== TEXT PASSAGE ==
---

Miller is a history professor at Trinity University in San Antonio, currently a visiting professor at Pomona College in California. The students get younger all the time, and the Depression gets further away in memory, more beautifully black and white, and if he's lucky, when it's time to teach the 1930s in America, Miller can still assign the kids to interview an elderly relative about what it was like back then. The students, he says, come back understanding a little better why their grandmother saves so many rubber bands, thumbtacks, empty spaghetti sauce jars.

And if they're looking for any 21st-century analogue to the suffering Americans endured in the 1930s, Miller will helpfully suggest the many avenues of abundant gloom in environmental disaster.

"Global warming is the Great Depression," he says. (Perhaps you'd like to audit his class on water and the West?)

---

Saved entries:
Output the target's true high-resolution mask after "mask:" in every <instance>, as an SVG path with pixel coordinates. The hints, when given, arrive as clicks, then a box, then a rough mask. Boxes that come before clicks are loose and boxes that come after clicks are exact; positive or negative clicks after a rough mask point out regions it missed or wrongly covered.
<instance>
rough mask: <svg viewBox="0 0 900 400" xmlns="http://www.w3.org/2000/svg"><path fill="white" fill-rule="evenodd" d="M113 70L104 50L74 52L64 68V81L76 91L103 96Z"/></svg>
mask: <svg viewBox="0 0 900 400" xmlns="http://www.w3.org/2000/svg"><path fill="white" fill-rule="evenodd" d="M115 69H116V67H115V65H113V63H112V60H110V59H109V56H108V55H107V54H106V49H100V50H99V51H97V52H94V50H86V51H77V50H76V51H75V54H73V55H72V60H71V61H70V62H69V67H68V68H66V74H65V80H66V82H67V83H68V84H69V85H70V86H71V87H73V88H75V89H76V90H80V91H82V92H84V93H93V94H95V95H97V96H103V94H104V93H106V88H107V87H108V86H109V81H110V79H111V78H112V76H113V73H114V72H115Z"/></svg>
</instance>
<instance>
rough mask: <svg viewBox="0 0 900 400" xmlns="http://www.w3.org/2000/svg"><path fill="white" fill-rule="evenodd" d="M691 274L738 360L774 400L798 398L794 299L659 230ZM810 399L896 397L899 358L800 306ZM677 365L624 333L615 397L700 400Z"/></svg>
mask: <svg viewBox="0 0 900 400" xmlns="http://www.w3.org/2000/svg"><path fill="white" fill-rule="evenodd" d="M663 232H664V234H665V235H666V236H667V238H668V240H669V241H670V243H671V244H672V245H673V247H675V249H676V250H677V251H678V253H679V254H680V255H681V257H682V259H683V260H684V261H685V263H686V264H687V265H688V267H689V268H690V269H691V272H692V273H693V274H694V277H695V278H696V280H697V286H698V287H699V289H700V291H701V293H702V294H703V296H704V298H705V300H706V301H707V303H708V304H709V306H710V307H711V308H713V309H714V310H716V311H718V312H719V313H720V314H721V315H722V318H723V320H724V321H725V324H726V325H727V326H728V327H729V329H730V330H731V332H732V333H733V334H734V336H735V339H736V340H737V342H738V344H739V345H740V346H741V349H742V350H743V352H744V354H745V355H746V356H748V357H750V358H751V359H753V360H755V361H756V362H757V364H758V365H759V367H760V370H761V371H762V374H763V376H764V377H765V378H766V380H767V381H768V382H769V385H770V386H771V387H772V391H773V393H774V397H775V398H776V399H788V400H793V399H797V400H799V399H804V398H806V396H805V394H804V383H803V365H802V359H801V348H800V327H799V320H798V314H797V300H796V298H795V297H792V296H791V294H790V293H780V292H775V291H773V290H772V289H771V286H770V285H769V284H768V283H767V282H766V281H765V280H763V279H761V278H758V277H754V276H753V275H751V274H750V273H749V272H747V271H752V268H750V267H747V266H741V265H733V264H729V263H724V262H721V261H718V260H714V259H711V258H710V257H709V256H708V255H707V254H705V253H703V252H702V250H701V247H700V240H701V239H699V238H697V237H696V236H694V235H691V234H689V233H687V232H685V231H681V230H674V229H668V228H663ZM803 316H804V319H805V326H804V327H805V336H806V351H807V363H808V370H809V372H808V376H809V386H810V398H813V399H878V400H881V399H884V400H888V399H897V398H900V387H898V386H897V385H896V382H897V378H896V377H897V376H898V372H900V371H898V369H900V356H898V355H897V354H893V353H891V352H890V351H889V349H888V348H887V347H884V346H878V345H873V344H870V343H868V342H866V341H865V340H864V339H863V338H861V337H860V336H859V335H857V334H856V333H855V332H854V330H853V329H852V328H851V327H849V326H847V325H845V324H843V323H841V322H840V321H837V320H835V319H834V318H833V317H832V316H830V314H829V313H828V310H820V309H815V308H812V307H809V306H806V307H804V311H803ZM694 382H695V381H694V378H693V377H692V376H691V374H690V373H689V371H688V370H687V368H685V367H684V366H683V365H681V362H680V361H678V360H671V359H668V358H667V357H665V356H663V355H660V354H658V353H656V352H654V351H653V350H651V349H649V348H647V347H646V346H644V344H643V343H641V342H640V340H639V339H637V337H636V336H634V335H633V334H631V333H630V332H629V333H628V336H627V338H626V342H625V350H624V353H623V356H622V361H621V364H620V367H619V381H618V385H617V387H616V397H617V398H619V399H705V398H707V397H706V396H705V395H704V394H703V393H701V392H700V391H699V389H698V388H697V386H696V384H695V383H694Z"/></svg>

---

== STUDY QUESTIONS ==
- a) Decide whether each statement agrees with the Miller passage, answering yes or no and quoting the words that settle it: (i) Miller is a visiting professor at Pomona College. (ii) Miller is a history professor at Rice University. (iii) Miller sometimes has students interview an elderly relative about the 1930s.
- b) Reproduce the Miller passage word for word from "Miller is a" to "spaghetti sauce jars.".
Work from the text alone.

== RESULTS BY TASK ==
- a)
(i) Yes: "currently a visiting professor at Pomona College in California"
(ii) No: "Miller is a history professor at Trinity University in San Antonio"
(iii) Yes: "Miller can still assign the kids to interview an elderly relative about what it was like back then"

- b)
Miller is a history professor at Trinity University in San Antonio, currently a visiting professor at Pomona College in California. The students get younger all the time, and the Depression gets further away in memory, more beautifully black and white, and if he's lucky, when it's time to teach the 1930s in America, Miller can still assign the kids to interview an elderly relative about what it was like back then. The students, he says, come back understanding a little better why their grandmother saves so many rubber bands, thumbtacks, empty spaghetti sauce jars.